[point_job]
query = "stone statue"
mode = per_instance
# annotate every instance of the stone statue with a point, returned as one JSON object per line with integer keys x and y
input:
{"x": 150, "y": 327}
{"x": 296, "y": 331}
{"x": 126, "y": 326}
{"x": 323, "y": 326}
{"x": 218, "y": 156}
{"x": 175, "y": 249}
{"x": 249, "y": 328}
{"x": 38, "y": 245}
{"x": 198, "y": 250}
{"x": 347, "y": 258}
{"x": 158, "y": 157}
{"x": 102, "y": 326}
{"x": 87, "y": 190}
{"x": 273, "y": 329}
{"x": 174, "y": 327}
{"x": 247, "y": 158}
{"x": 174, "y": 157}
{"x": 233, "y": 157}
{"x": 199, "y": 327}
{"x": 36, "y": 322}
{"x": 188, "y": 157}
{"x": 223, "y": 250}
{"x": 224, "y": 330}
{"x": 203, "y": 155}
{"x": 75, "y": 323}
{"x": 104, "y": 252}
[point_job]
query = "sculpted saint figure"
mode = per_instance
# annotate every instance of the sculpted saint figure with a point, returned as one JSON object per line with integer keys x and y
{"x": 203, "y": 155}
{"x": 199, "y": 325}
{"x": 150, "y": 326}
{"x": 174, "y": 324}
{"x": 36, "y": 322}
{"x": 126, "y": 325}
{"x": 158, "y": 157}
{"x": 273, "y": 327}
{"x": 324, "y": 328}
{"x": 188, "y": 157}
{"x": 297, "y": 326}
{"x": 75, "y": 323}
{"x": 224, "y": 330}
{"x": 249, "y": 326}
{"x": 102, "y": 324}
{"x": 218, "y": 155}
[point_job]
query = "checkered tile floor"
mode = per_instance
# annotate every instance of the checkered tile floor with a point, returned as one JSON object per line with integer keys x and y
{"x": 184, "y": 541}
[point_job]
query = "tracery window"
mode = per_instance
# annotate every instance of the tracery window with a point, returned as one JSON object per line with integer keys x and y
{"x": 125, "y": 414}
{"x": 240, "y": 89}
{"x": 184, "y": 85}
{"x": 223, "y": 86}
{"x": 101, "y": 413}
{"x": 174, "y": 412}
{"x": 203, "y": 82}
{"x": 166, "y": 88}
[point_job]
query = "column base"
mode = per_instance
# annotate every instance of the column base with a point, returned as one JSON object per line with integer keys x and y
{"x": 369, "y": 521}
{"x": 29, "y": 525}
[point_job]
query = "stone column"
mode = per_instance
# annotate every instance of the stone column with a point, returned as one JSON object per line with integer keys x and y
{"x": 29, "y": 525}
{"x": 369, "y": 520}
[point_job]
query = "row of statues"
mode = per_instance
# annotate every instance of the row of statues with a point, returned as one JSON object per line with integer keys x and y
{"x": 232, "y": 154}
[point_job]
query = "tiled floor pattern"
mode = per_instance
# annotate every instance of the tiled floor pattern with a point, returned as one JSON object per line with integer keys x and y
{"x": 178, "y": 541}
----------------
§ Task to complete
Copy each record from above exactly, and include every line.

§ Exercise output
[point_job]
query = "stone statue"
mode = per_instance
# annotate every instance of the stone statue with a point, returned as one JSON object per line with integer keys x and y
input:
{"x": 150, "y": 327}
{"x": 296, "y": 331}
{"x": 126, "y": 326}
{"x": 323, "y": 326}
{"x": 218, "y": 156}
{"x": 175, "y": 249}
{"x": 249, "y": 328}
{"x": 38, "y": 245}
{"x": 198, "y": 250}
{"x": 347, "y": 258}
{"x": 158, "y": 157}
{"x": 102, "y": 326}
{"x": 87, "y": 190}
{"x": 273, "y": 329}
{"x": 174, "y": 327}
{"x": 247, "y": 158}
{"x": 174, "y": 157}
{"x": 233, "y": 157}
{"x": 199, "y": 327}
{"x": 36, "y": 322}
{"x": 188, "y": 157}
{"x": 223, "y": 250}
{"x": 224, "y": 330}
{"x": 203, "y": 155}
{"x": 75, "y": 323}
{"x": 104, "y": 252}
[point_job]
query = "sculpted saint figure"
mode = per_instance
# annotate every instance of the sculpted saint figure with a point, returned as one JSON object per line with integer keys x and y
{"x": 203, "y": 155}
{"x": 199, "y": 325}
{"x": 150, "y": 326}
{"x": 174, "y": 324}
{"x": 36, "y": 322}
{"x": 126, "y": 325}
{"x": 158, "y": 157}
{"x": 273, "y": 327}
{"x": 324, "y": 328}
{"x": 188, "y": 157}
{"x": 297, "y": 326}
{"x": 75, "y": 323}
{"x": 224, "y": 330}
{"x": 249, "y": 326}
{"x": 102, "y": 324}
{"x": 218, "y": 155}
[point_job]
query = "checkered tile floor"
mode = per_instance
# annotate every instance of the checkered tile floor with a point, returned as one JSON object per line with integer keys x and y
{"x": 184, "y": 541}
[point_job]
query = "tracery window"
mode = per_instance
# annotate every instance of the tracery window with a point, returned as one JSON object per line with integer keys x and y
{"x": 125, "y": 414}
{"x": 240, "y": 89}
{"x": 184, "y": 85}
{"x": 223, "y": 86}
{"x": 101, "y": 413}
{"x": 174, "y": 412}
{"x": 203, "y": 82}
{"x": 166, "y": 88}
[point_job]
query = "column base"
mode = per_instance
# annotate every instance of the column base with a point, returned as one JSON object per line with integer keys x and y
{"x": 369, "y": 521}
{"x": 29, "y": 525}
[point_job]
query = "stone column"
mode = per_instance
# annotate every instance of the stone column with a point, returned as one JSON object per line with integer keys x and y
{"x": 29, "y": 525}
{"x": 369, "y": 520}
[point_job]
query = "row of statues"
mode = per_instance
# annotate every instance of the row of statues with a point, returned as one JSON object per line with integer keys x and y
{"x": 232, "y": 154}
[point_job]
query = "tiled floor pattern"
mode = per_instance
# annotate every instance of the tiled floor pattern with a point, returned as one JSON object per line with integer keys x and y
{"x": 178, "y": 541}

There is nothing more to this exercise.